-- WHAT IS EXPECTED --
Rewrite everything in the dog-bite prevention text from "-Spend time with" down to "are NOT neutered.", changing "apprehensive" to "nervous".

-- PROVIDED PASSAGE --
Ultimately, the responsibility for properly training and controlling a dog rests with the owner. The most dangerous dogs are those that fall victims to human shortcomings such as poor training, irresponsible ownership and breeding practices that foster viciousness or neglect and abuse. To reduce the chances of a dog biting, the following steps are recommended by the CDC when getting a dog:
-Consult with a professional (e.g., veterinarian, animal behaviorist, or responsible breeder) to learn about suitable breeds of dogs for your household and neighborhood.
-Spend time with a dog before buying or adopting it. Use caution when bringing a dog into a home of with an infant or toddler. Dogs with histories of aggression are inappropriate in households with children.
-Be sensitive to cues that a child is fearful or apprehensive about a dog and, if so, delay acquiring a dog. Never leave infants or young children alone with any dog.
-Have your dog spayed or neutered. Studies show that dogs are three times more likely to bite if they are NOT neutered.

-- PROVIDED INFORMATION --
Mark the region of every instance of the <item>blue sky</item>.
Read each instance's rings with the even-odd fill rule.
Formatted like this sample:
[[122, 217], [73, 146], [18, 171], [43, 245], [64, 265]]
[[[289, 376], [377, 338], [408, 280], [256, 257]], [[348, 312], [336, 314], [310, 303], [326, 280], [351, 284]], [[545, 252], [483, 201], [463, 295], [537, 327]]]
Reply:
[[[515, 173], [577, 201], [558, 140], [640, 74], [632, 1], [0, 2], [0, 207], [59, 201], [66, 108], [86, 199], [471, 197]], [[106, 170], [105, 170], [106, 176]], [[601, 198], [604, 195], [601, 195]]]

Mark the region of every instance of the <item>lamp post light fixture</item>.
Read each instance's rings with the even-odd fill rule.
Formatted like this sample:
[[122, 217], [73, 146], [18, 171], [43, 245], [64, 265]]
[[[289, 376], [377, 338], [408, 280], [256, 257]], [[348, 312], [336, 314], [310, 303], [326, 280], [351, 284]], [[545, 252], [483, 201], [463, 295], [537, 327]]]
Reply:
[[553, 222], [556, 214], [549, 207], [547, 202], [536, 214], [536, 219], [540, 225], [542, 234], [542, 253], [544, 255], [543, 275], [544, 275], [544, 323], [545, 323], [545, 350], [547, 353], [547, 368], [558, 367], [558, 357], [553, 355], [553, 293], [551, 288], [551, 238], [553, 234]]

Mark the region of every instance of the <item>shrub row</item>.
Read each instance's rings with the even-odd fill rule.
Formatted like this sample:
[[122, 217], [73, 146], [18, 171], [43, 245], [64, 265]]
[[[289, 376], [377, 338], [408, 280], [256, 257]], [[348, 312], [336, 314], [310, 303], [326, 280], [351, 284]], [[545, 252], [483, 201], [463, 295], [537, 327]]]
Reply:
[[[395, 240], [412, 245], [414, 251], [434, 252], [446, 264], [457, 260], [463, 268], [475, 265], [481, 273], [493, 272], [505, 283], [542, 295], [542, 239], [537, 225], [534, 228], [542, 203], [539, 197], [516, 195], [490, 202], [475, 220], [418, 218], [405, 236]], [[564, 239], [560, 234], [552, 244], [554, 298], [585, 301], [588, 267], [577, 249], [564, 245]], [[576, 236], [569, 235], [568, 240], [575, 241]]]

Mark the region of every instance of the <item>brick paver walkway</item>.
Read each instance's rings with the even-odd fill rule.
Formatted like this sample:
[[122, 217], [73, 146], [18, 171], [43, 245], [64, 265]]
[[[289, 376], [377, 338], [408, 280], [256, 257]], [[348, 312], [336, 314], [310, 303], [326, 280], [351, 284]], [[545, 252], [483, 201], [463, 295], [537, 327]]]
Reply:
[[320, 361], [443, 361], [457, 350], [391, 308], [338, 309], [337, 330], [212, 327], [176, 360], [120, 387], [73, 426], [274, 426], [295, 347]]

-- TASK ANSWER --
-Spend time with a dog before buying or adopting it. Use caution when bringing a dog into a home of with an infant or toddler. Dogs with histories of aggression are inappropriate in households with children.
-Be sensitive to cues that a child is fearful or nervous about a dog and, if so, delay acquiring a dog. Never leave infants or young children alone with any dog.
-Have your dog spayed or neutered. Studies show that dogs are three times more likely to bite if they are NOT neutered.